Aim | Locate each line in the records below that contains the word "macaroon" and copy every such line in full.
::::::
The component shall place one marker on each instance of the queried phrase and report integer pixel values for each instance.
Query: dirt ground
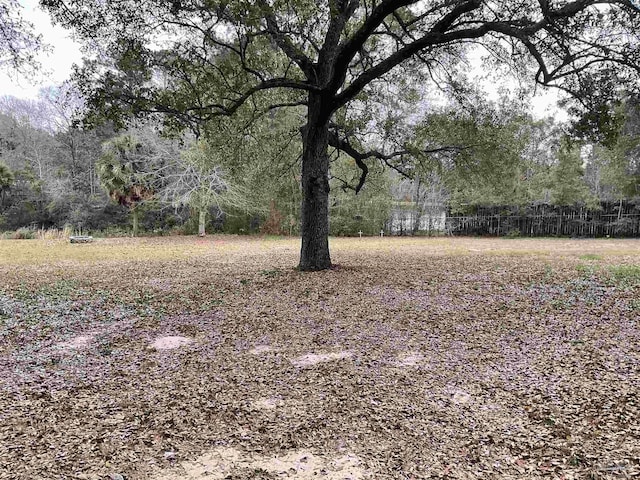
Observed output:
(452, 358)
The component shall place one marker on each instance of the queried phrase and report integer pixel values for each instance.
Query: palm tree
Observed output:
(6, 180)
(122, 176)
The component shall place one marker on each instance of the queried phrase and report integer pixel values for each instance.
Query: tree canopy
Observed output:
(194, 60)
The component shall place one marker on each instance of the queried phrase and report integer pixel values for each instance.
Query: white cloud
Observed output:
(56, 64)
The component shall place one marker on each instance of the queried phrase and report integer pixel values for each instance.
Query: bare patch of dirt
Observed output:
(312, 359)
(409, 359)
(77, 343)
(225, 463)
(170, 342)
(261, 349)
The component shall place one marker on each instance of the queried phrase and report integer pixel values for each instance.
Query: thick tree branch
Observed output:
(286, 45)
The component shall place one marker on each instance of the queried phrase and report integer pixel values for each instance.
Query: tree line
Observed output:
(243, 175)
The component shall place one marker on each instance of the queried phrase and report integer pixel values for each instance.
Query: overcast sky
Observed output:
(56, 65)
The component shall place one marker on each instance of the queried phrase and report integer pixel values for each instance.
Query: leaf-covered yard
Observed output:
(183, 358)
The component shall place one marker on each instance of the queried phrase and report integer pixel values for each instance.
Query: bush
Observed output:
(24, 234)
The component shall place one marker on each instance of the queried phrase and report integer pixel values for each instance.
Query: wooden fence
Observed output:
(612, 220)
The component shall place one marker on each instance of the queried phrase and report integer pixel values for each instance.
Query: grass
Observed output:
(435, 358)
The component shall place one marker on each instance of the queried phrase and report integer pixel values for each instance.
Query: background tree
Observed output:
(569, 187)
(217, 56)
(7, 178)
(132, 168)
(20, 44)
(196, 180)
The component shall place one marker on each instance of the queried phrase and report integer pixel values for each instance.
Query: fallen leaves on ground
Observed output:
(413, 358)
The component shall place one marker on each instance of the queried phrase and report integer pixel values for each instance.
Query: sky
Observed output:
(57, 66)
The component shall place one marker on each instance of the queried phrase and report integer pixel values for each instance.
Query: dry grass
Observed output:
(413, 358)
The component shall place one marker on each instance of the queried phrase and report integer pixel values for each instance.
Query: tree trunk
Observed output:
(314, 254)
(202, 217)
(135, 214)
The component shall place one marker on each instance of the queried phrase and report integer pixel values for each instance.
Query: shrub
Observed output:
(24, 234)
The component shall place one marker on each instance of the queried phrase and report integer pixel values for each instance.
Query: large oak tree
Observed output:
(198, 59)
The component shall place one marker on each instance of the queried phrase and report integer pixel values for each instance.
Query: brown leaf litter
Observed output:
(415, 358)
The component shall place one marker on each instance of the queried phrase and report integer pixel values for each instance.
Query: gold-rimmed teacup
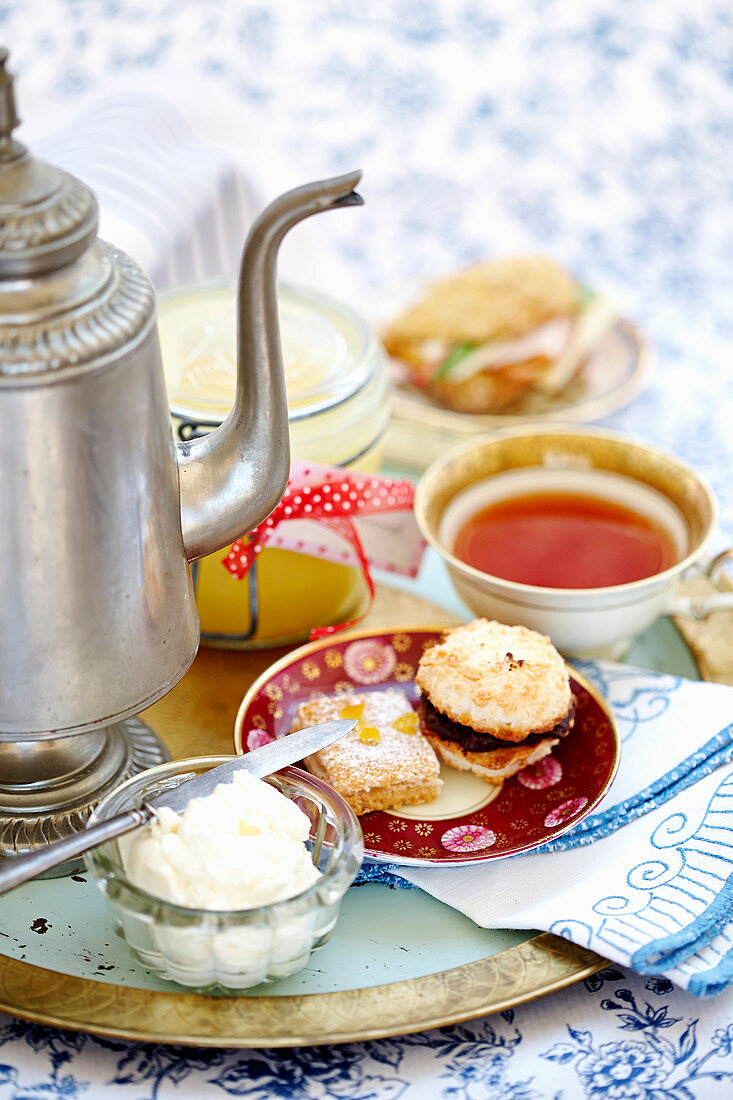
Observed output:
(581, 622)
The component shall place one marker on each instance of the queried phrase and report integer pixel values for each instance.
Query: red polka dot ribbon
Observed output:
(332, 499)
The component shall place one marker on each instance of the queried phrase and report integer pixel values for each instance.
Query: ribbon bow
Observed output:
(331, 497)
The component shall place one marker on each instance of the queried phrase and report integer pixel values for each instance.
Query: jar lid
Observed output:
(47, 217)
(325, 351)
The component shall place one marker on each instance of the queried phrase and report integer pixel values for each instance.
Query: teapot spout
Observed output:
(232, 479)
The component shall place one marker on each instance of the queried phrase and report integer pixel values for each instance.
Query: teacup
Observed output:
(582, 622)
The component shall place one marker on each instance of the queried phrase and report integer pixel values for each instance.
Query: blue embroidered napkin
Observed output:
(647, 880)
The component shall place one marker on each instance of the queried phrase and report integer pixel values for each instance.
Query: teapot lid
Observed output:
(47, 217)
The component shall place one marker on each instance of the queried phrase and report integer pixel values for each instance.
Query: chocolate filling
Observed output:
(470, 739)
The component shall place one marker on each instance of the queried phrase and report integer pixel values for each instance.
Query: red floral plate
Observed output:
(467, 823)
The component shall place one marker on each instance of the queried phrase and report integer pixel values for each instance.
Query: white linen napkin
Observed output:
(646, 880)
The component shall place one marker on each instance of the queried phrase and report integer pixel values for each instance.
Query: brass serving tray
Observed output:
(198, 715)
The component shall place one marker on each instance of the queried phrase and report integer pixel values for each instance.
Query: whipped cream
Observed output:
(238, 848)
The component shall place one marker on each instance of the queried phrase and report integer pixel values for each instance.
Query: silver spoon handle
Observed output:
(21, 868)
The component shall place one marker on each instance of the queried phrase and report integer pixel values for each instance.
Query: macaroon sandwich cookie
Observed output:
(384, 762)
(495, 699)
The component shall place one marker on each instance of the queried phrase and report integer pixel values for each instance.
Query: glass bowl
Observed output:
(215, 950)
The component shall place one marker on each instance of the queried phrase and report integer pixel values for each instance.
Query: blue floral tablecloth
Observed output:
(600, 132)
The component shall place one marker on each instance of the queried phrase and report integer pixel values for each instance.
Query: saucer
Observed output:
(470, 822)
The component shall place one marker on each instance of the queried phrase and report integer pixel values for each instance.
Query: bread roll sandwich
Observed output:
(495, 699)
(482, 339)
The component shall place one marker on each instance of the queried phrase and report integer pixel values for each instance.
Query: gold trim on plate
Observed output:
(531, 969)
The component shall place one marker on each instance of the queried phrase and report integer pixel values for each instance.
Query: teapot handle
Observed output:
(232, 479)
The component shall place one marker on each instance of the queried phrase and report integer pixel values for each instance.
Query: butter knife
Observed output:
(259, 762)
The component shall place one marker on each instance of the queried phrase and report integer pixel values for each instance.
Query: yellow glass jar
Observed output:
(339, 407)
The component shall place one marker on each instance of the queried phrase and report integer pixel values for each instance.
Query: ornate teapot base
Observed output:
(50, 788)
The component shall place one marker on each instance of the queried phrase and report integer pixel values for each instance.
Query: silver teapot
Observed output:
(100, 510)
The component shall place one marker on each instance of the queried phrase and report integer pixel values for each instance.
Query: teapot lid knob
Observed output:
(8, 113)
(47, 217)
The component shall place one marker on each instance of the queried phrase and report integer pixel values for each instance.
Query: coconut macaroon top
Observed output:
(503, 680)
(499, 299)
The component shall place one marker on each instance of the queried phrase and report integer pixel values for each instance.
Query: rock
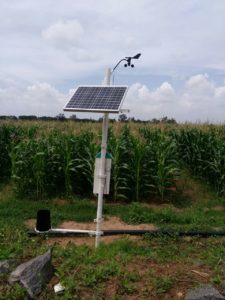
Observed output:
(6, 266)
(34, 274)
(204, 293)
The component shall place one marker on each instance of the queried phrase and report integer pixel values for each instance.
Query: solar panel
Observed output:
(97, 99)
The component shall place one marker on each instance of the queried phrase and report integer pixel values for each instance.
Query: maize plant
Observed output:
(203, 151)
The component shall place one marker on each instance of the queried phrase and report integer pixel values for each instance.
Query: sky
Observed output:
(49, 47)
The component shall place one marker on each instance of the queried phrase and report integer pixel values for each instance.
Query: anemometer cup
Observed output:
(43, 220)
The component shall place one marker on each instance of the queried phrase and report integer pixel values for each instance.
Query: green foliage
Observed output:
(203, 151)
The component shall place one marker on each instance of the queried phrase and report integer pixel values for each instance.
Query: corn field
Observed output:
(145, 163)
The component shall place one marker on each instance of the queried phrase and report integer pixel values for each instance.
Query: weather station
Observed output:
(106, 99)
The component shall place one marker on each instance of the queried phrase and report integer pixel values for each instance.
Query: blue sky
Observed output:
(48, 47)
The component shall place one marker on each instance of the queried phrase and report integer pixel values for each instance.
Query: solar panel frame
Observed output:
(95, 98)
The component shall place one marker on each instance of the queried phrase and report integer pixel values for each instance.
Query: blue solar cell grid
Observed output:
(97, 99)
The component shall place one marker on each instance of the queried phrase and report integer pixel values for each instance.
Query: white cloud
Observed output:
(65, 33)
(199, 100)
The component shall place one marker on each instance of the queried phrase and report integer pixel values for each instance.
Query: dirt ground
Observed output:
(109, 223)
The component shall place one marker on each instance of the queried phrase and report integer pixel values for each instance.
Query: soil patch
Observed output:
(109, 223)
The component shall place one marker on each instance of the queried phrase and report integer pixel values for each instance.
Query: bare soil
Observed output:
(109, 223)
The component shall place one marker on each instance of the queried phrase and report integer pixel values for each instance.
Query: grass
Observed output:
(152, 268)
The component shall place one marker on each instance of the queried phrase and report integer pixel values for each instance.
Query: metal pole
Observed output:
(102, 173)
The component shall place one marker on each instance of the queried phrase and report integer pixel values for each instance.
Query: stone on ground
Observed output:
(6, 266)
(34, 274)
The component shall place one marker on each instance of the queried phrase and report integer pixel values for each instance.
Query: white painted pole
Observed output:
(102, 172)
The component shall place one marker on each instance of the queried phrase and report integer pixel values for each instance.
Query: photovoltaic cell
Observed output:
(97, 99)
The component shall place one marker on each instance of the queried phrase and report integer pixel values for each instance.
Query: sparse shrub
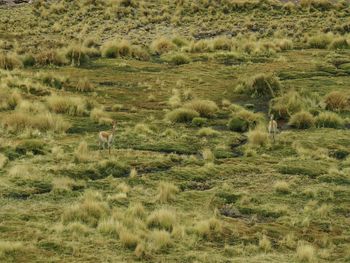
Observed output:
(329, 120)
(337, 101)
(205, 108)
(306, 253)
(281, 187)
(237, 124)
(166, 192)
(208, 132)
(160, 239)
(162, 218)
(258, 137)
(162, 45)
(261, 85)
(84, 85)
(9, 61)
(265, 243)
(181, 115)
(302, 120)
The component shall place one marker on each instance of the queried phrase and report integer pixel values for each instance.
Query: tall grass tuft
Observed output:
(166, 192)
(302, 120)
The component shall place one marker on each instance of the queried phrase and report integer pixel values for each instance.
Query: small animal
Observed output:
(273, 129)
(106, 138)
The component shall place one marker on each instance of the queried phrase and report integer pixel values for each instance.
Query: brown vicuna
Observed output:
(273, 129)
(107, 138)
::::::
Result |
Query: macaroon sandwich cookie
Query: coconut macaroon top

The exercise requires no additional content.